### Available data
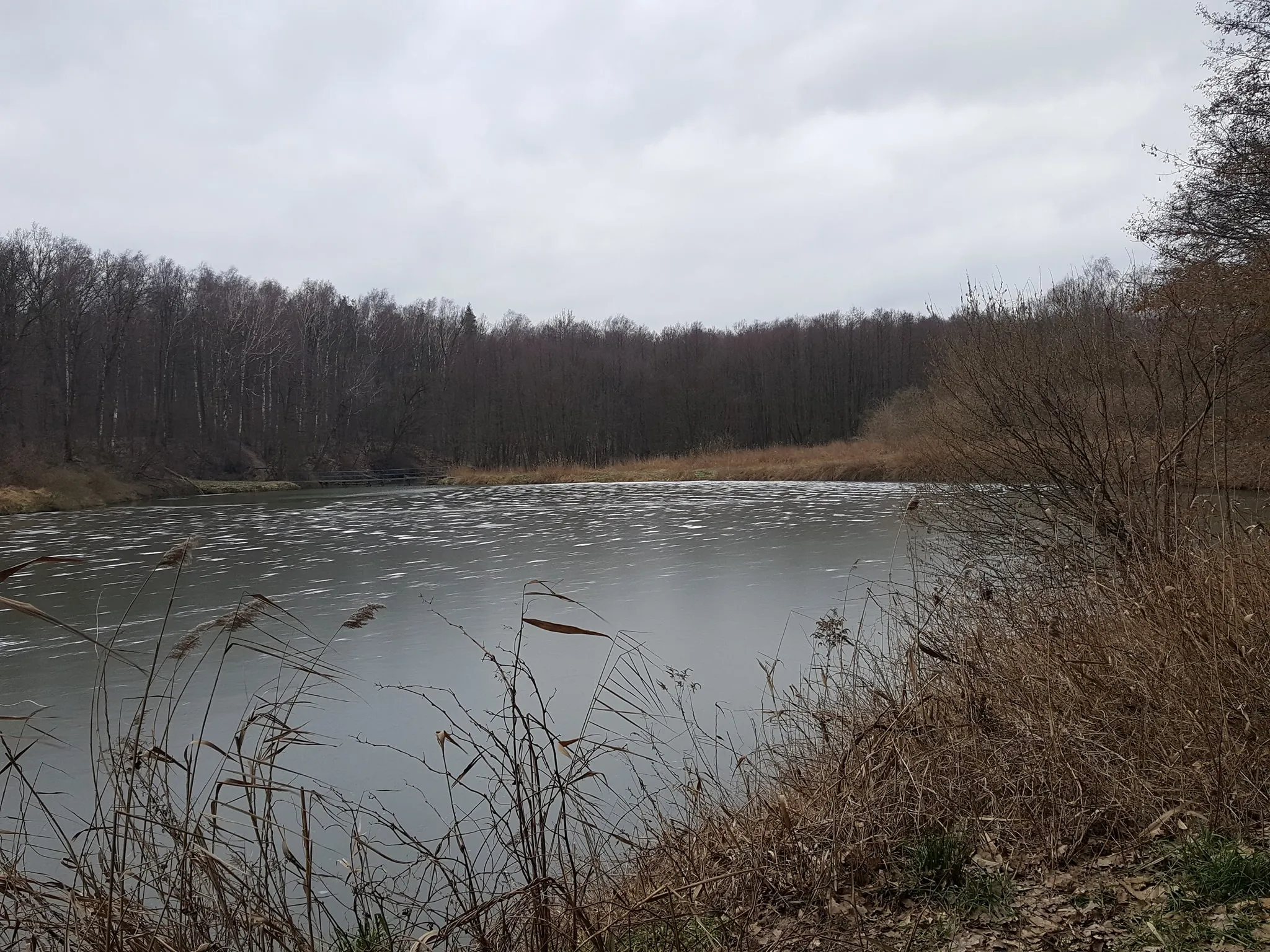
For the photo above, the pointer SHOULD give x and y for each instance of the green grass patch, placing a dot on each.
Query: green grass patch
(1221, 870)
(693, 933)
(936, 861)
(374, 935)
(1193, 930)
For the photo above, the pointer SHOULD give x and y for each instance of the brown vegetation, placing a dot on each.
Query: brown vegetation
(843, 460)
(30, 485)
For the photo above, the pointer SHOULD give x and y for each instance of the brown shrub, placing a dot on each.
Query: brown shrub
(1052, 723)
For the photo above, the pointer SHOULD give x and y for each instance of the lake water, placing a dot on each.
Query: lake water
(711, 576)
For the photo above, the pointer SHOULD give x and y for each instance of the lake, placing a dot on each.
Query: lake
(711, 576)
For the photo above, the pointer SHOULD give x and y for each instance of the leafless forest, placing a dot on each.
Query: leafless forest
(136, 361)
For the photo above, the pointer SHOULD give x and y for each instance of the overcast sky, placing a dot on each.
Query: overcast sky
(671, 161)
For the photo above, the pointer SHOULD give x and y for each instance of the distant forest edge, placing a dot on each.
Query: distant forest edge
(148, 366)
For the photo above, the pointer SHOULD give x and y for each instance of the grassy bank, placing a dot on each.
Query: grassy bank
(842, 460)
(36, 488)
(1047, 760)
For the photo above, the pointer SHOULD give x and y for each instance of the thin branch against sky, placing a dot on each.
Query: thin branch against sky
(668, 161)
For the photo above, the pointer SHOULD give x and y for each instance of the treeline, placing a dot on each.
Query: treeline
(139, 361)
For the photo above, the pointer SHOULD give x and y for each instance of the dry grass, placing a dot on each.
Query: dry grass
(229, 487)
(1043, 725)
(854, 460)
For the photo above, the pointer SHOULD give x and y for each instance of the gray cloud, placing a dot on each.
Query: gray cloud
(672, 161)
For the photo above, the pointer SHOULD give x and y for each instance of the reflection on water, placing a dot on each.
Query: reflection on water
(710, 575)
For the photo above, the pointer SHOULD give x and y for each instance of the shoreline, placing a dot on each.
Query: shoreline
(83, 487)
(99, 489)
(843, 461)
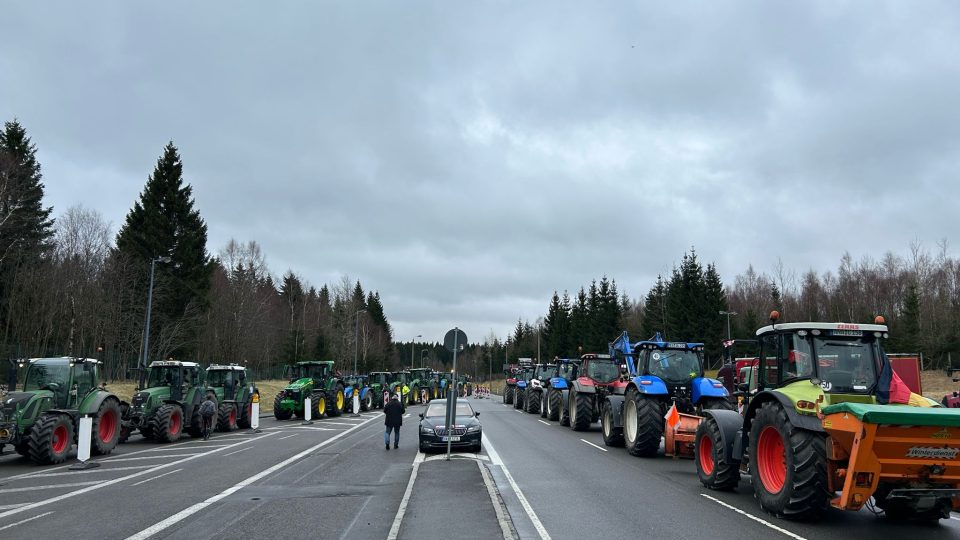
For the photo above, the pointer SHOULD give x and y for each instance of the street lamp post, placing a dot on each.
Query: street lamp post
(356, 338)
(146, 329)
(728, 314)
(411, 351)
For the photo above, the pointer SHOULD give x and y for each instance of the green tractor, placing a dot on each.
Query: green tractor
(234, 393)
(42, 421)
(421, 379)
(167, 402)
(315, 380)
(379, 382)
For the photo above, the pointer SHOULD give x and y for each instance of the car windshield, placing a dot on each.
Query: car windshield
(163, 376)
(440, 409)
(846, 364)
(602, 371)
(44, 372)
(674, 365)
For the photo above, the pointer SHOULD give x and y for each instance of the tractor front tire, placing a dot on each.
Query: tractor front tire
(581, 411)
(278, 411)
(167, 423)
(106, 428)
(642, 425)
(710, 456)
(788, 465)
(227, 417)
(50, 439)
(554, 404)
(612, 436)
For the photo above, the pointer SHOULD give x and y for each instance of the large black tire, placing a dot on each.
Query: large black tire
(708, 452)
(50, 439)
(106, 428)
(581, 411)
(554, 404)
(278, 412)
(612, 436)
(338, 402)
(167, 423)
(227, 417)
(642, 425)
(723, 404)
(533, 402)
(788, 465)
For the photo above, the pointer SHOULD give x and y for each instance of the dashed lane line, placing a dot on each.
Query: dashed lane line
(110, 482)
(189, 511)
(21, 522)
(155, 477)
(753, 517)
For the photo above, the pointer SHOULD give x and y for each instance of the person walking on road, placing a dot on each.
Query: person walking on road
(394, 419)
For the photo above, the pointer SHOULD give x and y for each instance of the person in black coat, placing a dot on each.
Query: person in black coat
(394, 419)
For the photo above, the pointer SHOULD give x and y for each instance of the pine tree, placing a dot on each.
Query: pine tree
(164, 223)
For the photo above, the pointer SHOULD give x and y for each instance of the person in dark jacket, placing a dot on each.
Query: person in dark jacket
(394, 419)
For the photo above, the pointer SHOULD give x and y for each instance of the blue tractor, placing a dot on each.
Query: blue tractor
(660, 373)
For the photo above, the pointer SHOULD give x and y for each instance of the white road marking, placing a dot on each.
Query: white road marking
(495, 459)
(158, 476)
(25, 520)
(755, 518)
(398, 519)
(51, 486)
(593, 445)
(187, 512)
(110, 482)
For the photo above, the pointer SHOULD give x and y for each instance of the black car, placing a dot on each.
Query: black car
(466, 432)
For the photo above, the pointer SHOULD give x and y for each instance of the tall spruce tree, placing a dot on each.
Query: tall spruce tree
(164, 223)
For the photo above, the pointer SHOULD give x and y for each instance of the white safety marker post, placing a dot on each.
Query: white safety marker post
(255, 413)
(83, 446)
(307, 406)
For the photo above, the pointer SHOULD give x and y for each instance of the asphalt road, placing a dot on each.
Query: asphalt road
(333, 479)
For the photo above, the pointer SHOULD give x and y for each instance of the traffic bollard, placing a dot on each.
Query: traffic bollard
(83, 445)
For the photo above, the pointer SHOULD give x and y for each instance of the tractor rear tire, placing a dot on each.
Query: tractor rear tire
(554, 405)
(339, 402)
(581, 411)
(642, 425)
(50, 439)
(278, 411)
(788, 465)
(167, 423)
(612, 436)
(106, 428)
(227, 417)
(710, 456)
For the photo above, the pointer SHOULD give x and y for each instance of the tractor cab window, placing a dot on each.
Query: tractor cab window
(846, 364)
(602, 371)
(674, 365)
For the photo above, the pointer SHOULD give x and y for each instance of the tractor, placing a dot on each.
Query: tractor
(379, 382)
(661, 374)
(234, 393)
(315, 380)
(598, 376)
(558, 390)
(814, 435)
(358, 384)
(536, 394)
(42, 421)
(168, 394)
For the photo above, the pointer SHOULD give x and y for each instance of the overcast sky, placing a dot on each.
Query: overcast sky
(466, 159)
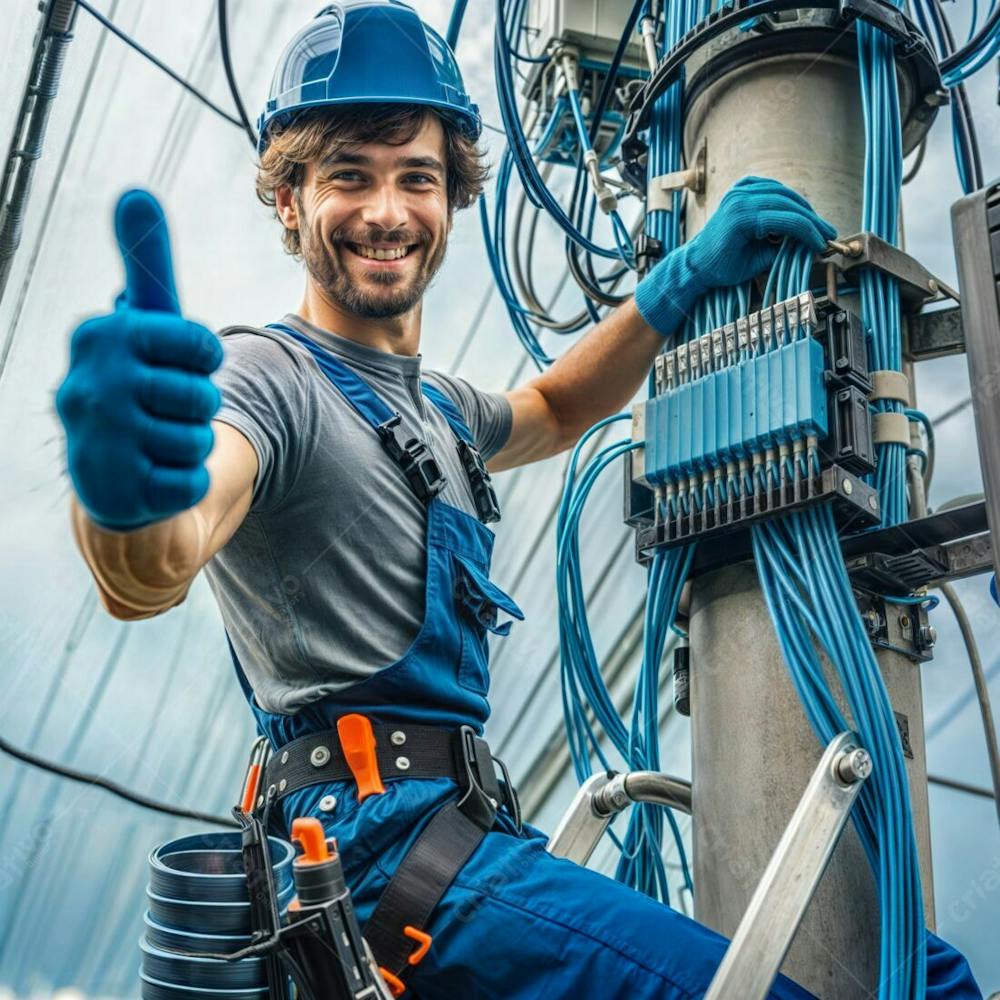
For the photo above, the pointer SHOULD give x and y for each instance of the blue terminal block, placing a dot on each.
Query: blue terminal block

### Task directions
Convert every line of the entries above into a numbered list, skipping blank lines and leaving the pictures out.

### Solution below
1. For the photo above, the pointer SHOULD give x and y for each instance of the green grass patch, placing a dot on each.
2. Query: green grass patch
3. (1221, 870)
4. (693, 933)
5. (936, 861)
6. (374, 935)
7. (1193, 930)
8. For the photo above, the pointer SHOULD give x and y for each instance of the brown vegetation, placing a dot on each.
9. Query: brown vegetation
10. (843, 460)
11. (30, 485)
12. For the photo above, the pointer SHOULD give x and y for each instance of the brown shrub, placing a dot on each.
13. Query: brown shrub
14. (1052, 723)
15. For the photo above, the pointer SHOULD give x and y for each instance of the lake water, placing a dot on each.
16. Query: lake water
17. (711, 576)
18. For the photo above, the pointer SHOULD give x and y for each instance of the lake, placing a dot on each.
19. Query: lake
20. (711, 576)
21. For the photo above, the pointer SHOULD give x and y for each instance of the leafless forest, placing a dot on each.
22. Query: leafless forest
23. (136, 361)
24. For the photo above, the pointer SHOULD give x and y for each instance of the overcast sky, placing a dot on each.
25. Query: overcast sky
26. (671, 161)
27. For the photo above, the pointer SHOULD give x and y for each instance of the distant forest edge, placing a dot on each.
28. Query: distant forest edge
29. (148, 366)
30. For the photo above, the pointer SHOULD give x and y for each instance of the grassy bank, placing a dot on each.
31. Query: grassy bank
32. (842, 460)
33. (36, 488)
34. (1047, 760)
35. For the photo above, the pointer SHOULD give x and y for each instance of the thin branch against sky, placing a dot on each.
36. Query: thin branch against sky
37. (668, 161)
38. For the photo above, the pointer SHOULD give x and y for each instance of the treeline, placing a dot on each.
39. Query: treeline
40. (139, 361)
41. For the photo above, the pointer SHOULD give x and y for each instance of the dry grass, placing a dot on each.
42. Query: dry grass
43. (229, 487)
44. (1043, 725)
45. (854, 460)
46. For the photo above, the pointer SHOULD give x and y for each instance of the gray cloud, placing a dot on each.
47. Query: gray cloud
48. (672, 161)
49. For the photo above, the pointer SHOULD give x and y for each instance of the reflection on water, placing a dot on each.
50. Query: reflection on water
51. (710, 575)
52. For the photo above, the pointer SHOULD give x and y for each instance of the shoreline, placing a dot on each.
53. Query: shoreline
54. (83, 487)
55. (99, 489)
56. (843, 461)
57. For the photo above, the pointer SHOULD give x and y for each instance of the street lamp post, placing a dot on each.
58. Query: street lamp post
59. (356, 338)
60. (146, 329)
61. (728, 314)
62. (411, 351)
63. For the photo above, the pointer SHOULD give x and y for each instance of the green tractor, placing a dot on each.
64. Query: green tractor
65. (234, 393)
66. (42, 421)
67. (421, 379)
68. (167, 402)
69. (315, 380)
70. (379, 382)
71. For the photo above, the pointer SHOULD give x and y for each instance of the car windshield, placing a dot on each.
72. Query: car windshield
73. (163, 376)
74. (440, 409)
75. (846, 364)
76. (602, 371)
77. (44, 372)
78. (674, 365)
79. For the photo above, the pointer SHOULD give x and y for each instance of the tractor front tire, placing a dot on each.
80. Query: tractor front tire
81. (581, 411)
82. (278, 411)
83. (167, 423)
84. (106, 428)
85. (642, 425)
86. (710, 456)
87. (788, 465)
88. (227, 417)
89. (50, 439)
90. (554, 404)
91. (612, 436)
92. For the photo above, the pointer SHOULD give x and y for each instance of the large black tire, placing a dot on each.
93. Query: large black tire
94. (708, 452)
95. (50, 439)
96. (106, 428)
97. (581, 411)
98. (554, 404)
99. (278, 412)
100. (612, 436)
101. (338, 402)
102. (167, 423)
103. (227, 417)
104. (642, 425)
105. (723, 404)
106. (533, 402)
107. (788, 465)
108. For the photo above, the pointer SHOULD give x and y for each instance of the dashed lane line, placing a dot on each.
109. Query: dashed lane line
110. (110, 482)
111. (189, 511)
112. (21, 522)
113. (155, 477)
114. (753, 517)
115. For the photo above, the pointer SHOULD give x and y for each instance of the person walking on road, placing a dot on each.
116. Query: person walking on road
117. (394, 419)
118. For the photo above, the pointer SHOULD give x and y for each instance of the person in black coat, placing a dot on each.
119. Query: person in black coat
120. (394, 419)
121. For the photo above, the pointer SHOULD give x and y for each instance of the pine tree, placing a dot on each.
122. Query: pine tree
123. (164, 223)
124. For the photo above, the pointer SHOULD give x and y for each instance of the person in dark jacket, placing a dot on each.
125. Query: person in dark jacket
126. (394, 419)
127. For the photo above, the pointer SHOULD give x and y for each instance of the blue tractor, placing a dot on each.
128. Query: blue tractor
129. (660, 373)
130. For the photo above, the pointer SHOULD give x and y for each instance of the white road marking, placing a dot on each.
131. Query: white road marking
132. (495, 459)
133. (158, 476)
134. (25, 520)
135. (755, 518)
136. (398, 519)
137. (51, 486)
138. (593, 445)
139. (187, 512)
140. (110, 482)
141. For the photo above, the pointer SHOULD give x and y for each instance of the black car, placing a dot on each.
142. Query: black car
143. (466, 432)
144. For the photo above, the pointer SHOULD give x and y for each instance of the tall spruce tree, placing a dot on each.
145. Query: tall spruce tree
146. (164, 223)
147. For the photo above, the pointer SHOULD give x and y for each instance of the white safety marker post, placing a dot on each.
148. Query: white safety marker post
149. (255, 413)
150. (83, 446)
151. (307, 406)
152. For the photo above, the pointer SHOULD give x and y for each instance of the asphalt road, placing a dot on each.
153. Query: asphalt road
154. (333, 479)
155. For the photo above, the pointer SHOULD give x and y for each instance of the traffic bollard, placing a dot on each.
156. Query: traffic bollard
157. (83, 445)
158. For the photo above, the pointer SHOULD give x and y for each instance of the tractor rear tire, placing a dot on each.
159. Query: tractor rear tire
160. (554, 405)
161. (339, 402)
162. (581, 411)
163. (642, 425)
164. (50, 439)
165. (278, 411)
166. (788, 465)
167. (167, 423)
168. (612, 436)
169. (106, 428)
170. (227, 417)
171. (710, 456)
172. For the photo above, the pointer SHOULD give x and y for each instance of the tractor cab window, placing a dot on each.
173. Query: tractor cab window
174. (846, 364)
175. (602, 371)
176. (674, 365)
177. For the photo above, the pointer SHOULD give x and y for each instance of the tractor, placing a dot on each.
178. Query: tractor
179. (379, 382)
180. (661, 374)
181. (234, 393)
182. (315, 380)
183. (598, 376)
184. (558, 390)
185. (814, 435)
186. (358, 384)
187. (536, 394)
188. (42, 421)
189. (168, 394)
190. For the photo above, the pointer SHOULD give x and y for each instance of the overcast sky, placing a dot on each.
191. Query: overcast sky
192. (466, 159)
193. For the photo above, the pointer SHOULD give x and y for each instance of the blue terminal block, placing a dot on each.
194. Query: blue terminal block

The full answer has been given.